## THE PROBLEM
Copy every line of the material precisely.
· · · · ·
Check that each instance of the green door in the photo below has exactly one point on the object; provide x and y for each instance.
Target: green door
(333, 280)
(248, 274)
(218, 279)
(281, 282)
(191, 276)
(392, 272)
· · · · ·
## TASK OUTPUT
Check that each instance of the green door in the photo below has exactly one point on the object; provide x and y for each instance.
Target: green door
(333, 280)
(248, 274)
(218, 279)
(281, 282)
(191, 276)
(392, 272)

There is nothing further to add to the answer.